* [练习目的]: 请把下面所有条目逐字照抄一遍，但图片不要放进回答里，好吗？

'''

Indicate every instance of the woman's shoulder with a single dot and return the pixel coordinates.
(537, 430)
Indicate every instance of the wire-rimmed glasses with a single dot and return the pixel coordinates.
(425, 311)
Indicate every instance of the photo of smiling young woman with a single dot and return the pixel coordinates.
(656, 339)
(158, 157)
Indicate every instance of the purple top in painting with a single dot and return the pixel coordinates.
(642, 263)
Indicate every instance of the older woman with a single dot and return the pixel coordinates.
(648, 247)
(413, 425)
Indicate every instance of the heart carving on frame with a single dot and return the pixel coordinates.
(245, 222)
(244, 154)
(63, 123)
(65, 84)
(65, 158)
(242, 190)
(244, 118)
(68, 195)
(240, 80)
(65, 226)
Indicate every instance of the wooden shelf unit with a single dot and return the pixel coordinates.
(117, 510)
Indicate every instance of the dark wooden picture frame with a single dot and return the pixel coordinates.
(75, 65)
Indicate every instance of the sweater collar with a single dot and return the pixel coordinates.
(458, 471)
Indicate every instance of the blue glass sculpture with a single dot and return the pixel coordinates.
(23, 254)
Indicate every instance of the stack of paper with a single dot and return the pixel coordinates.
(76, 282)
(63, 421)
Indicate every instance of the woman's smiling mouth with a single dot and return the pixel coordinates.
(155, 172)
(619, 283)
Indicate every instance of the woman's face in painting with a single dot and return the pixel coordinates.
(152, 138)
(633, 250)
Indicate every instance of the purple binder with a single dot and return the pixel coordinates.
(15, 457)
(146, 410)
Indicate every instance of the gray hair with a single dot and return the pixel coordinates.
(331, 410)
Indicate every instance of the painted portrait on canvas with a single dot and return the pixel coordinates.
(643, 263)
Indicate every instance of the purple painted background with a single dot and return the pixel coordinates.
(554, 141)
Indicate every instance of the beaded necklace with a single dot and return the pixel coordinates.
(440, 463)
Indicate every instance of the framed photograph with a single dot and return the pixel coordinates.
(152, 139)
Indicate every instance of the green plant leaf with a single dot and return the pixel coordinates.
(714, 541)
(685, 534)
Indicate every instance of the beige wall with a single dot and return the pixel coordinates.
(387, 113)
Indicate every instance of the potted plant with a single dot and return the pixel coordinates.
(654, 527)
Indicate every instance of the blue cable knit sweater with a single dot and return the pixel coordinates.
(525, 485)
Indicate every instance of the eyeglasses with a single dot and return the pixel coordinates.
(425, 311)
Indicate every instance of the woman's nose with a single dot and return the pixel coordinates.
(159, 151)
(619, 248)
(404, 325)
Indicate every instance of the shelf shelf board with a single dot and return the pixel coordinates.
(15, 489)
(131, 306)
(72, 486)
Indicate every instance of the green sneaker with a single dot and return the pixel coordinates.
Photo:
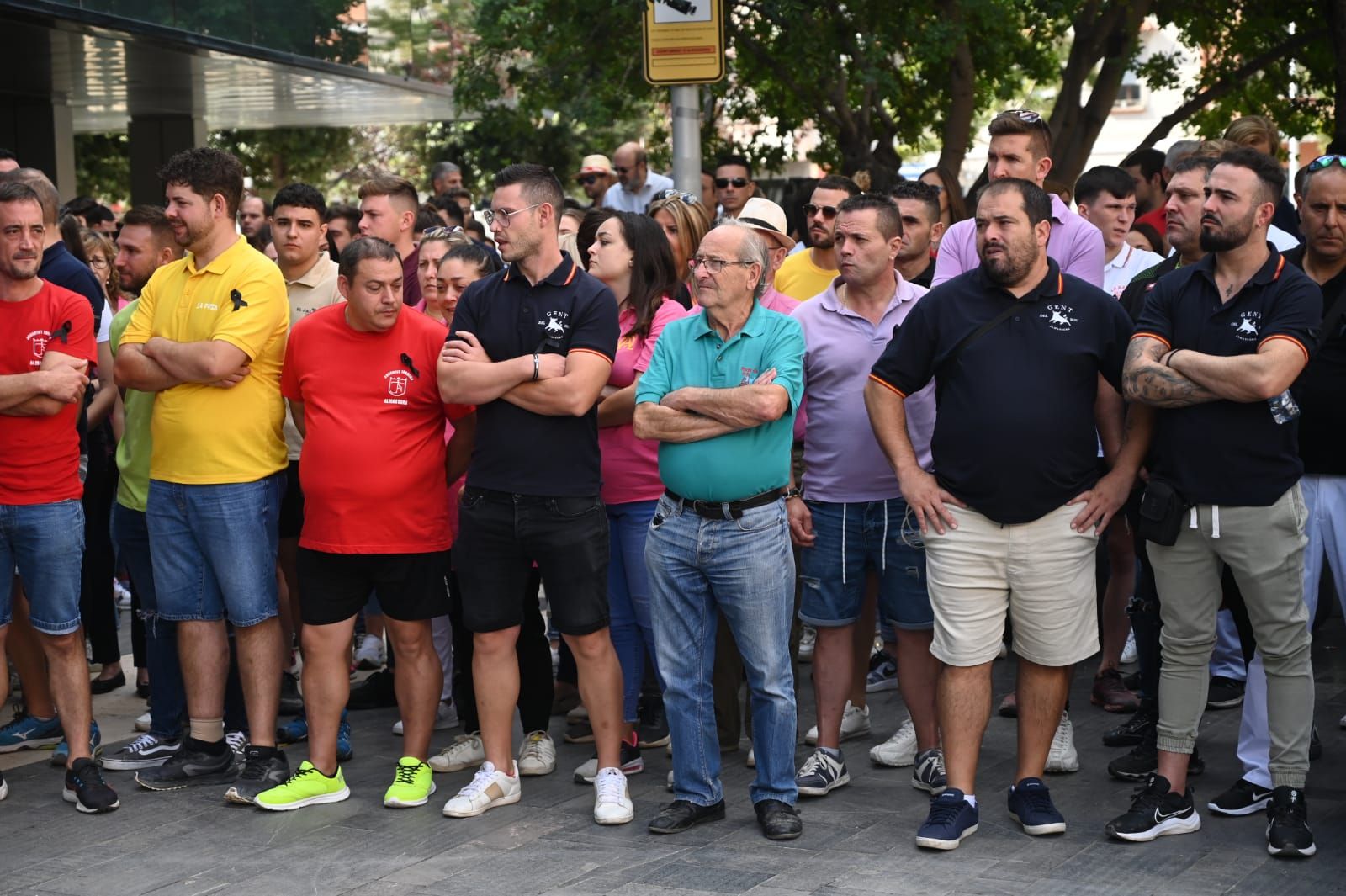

'''

* [答复内容]:
Indicate every instance of the woman's shoulder with a single dot and return the pixel coordinates.
(537, 430)
Indicate every instance of the wire-rimmed glasses with a single dot and return the pixel coordinates.
(425, 311)
Indicate every instance of the photo of smiling young woman with a single dot and return the pixel coordinates.
(656, 339)
(158, 157)
Indicate every instance of the purple top in painting with a single dot and return the pixel coordinates.
(642, 263)
Indicate every instance of the older woman with a single dot and return the pixel coordinates.
(648, 247)
(413, 425)
Indicate every instance of the heart carving on frame with a single dot and return the pixel coordinates.
(245, 222)
(244, 154)
(63, 123)
(65, 84)
(65, 158)
(242, 190)
(244, 118)
(68, 195)
(240, 80)
(65, 226)
Indicate every instance of the wooden shelf unit with a single dot and return the pixel coordinates.
(117, 510)
Indicate every instance of the dark wooden picture frame with a single dot and return the pixel coordinates.
(75, 65)
Indicate every instance of the sweater collar with a single dot and return the pixel coordinates.
(458, 471)
Indicate every instance of the blue glass sculpture with a single dot and return the pixel coordinates.
(23, 254)
Indicate every instance of the stack of paper with a single dot and return the pixel coordinates.
(76, 282)
(63, 421)
Indicate every instance of the woman's smiling mouth with a single dot and return the pixel coordinates.
(155, 172)
(619, 283)
Indicate every instance of the woman's face in painting with a single dot and return the pixel coordinates.
(152, 138)
(633, 250)
Indicate every instance of the purple binder with a single dot and return the pixel coordinates.
(15, 457)
(146, 410)
Indicate every instance of the gray hair with a single dot and return the pixel coordinates.
(331, 410)
Indicate every instance of the painted portrait on canvas with a single dot and return the pixel coordinates.
(643, 263)
Indicate every instance of the purple painted background with a single dot and return the pixel coordinates.
(554, 141)
Indicate every instance of the beaded necklace with a single dot and return the pixel coordinates.
(440, 463)
Indicate every instance of the framed photograph with a single dot and return the pixel coordinates.
(152, 139)
Indicate every instance of the green plant leaf with a single dot and return the pixel coordinates.
(714, 541)
(685, 534)
Indicate every instance of the beige wall with a single dot and return the pixel coordinates.
(387, 113)
Indicate every instance of the potted plant with a single dot and return the pixel coordinates.
(654, 527)
Indicate every instance of the blue cable knit sweater with a single dot and return the pixel coordinates.
(525, 485)
Indicate every instance of the eyeglasses with a single dot and return the pixel coordinates.
(425, 311)
Indicate every instance of the woman's nose with a single dot and return the pixel coordinates.
(159, 151)
(619, 248)
(404, 325)
Indicate every instance of the shelf shelf board with a single dot and return the pixel coordinates.
(15, 489)
(131, 306)
(72, 486)
Indicate every instance of the green sneaker with a single dot and return the pixel coordinates.
Photo:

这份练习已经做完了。